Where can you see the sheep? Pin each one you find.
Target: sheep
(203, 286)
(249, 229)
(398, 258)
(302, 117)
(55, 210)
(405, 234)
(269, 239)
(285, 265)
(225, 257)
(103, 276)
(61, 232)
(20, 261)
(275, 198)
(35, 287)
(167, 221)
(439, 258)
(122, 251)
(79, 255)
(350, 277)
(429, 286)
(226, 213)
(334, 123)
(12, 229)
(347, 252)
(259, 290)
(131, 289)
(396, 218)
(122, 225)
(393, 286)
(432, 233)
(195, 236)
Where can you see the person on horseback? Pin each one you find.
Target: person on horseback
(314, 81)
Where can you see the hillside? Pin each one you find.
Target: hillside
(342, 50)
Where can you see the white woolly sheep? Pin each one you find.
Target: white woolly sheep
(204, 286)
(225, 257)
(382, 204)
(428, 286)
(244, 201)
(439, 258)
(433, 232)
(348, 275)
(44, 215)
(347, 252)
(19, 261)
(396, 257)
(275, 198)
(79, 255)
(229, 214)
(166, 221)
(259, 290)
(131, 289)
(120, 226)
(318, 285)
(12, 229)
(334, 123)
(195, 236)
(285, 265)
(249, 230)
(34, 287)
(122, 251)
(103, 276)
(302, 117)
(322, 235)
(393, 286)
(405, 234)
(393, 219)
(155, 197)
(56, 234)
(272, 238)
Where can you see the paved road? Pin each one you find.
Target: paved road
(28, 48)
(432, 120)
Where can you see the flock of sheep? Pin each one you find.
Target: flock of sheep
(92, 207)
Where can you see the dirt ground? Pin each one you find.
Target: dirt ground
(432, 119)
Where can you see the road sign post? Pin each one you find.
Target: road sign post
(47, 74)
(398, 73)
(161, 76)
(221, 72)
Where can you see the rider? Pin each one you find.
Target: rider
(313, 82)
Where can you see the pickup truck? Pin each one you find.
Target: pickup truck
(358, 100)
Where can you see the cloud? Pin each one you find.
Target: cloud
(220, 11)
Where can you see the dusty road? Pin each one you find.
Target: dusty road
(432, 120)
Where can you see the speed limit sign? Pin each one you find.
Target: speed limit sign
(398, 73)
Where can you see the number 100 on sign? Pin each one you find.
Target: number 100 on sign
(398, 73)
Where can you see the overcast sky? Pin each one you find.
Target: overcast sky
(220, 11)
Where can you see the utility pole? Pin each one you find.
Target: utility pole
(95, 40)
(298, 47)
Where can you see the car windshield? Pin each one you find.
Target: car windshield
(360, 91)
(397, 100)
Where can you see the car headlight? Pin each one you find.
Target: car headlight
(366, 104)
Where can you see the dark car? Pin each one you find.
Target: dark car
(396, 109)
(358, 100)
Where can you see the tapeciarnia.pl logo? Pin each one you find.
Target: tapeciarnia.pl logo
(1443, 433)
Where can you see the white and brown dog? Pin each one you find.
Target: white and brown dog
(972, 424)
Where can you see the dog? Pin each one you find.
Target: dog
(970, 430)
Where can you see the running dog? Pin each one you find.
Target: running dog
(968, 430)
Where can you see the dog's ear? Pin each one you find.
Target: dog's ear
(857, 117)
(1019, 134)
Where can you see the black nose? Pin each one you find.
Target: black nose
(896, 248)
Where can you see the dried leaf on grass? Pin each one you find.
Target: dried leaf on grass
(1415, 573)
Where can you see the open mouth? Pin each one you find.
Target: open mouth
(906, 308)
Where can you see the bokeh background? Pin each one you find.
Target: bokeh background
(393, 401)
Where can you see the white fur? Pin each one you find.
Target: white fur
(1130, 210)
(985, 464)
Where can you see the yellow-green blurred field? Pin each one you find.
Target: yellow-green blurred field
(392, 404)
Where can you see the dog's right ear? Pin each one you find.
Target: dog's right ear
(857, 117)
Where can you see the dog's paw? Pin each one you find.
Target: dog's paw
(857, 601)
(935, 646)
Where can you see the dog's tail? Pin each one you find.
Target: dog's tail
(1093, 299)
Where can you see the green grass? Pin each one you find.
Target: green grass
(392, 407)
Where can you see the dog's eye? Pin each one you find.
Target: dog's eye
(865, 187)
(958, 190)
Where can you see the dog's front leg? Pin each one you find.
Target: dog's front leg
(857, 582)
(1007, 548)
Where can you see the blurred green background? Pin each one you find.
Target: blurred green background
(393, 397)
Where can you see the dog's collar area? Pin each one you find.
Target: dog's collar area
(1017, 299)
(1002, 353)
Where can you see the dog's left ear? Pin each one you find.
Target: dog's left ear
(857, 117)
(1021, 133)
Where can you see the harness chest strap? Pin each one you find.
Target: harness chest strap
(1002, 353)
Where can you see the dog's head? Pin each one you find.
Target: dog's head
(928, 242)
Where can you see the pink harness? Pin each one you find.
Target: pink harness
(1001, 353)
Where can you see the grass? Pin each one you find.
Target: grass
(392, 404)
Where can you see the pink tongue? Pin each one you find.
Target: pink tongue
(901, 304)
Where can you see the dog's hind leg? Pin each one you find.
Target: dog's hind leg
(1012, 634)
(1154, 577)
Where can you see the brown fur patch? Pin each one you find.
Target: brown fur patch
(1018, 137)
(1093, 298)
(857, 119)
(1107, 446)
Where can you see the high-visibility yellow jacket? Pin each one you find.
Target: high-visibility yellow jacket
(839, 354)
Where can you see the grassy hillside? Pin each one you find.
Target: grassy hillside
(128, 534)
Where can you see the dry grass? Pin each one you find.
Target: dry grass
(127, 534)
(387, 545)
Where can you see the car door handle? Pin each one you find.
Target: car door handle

※

■ **Given request**: Starting with the line containing "Where can you see the harness" and going on through the line containing "(1107, 446)", both ends included, rewrite every line of the records in that span. Move each answer point by adding 68 to both of its coordinates.

■ **Result**:
Where can you see the harness chest strap? Pin each one you find.
Target: harness chest strap
(1070, 421)
Where can you see the dog's head? Pin each one you find.
Target: dog's head
(996, 310)
Where can you see the pink harness? Pin each one you find.
Target: pink harness
(1069, 421)
Where can you see the grass? Pin each one you find.
Target: grass
(460, 472)
Where can you see the pink tongue? Pin each one you find.
Target: pink tongue
(969, 372)
Where can you see the dog's hind leg? Pin each one you find.
Target: dog's hind leg
(1080, 702)
(1222, 645)
Where can you see the brown fur patch? Pin each one you find.
Target: brown fur patch
(1086, 205)
(1161, 366)
(925, 187)
(1175, 514)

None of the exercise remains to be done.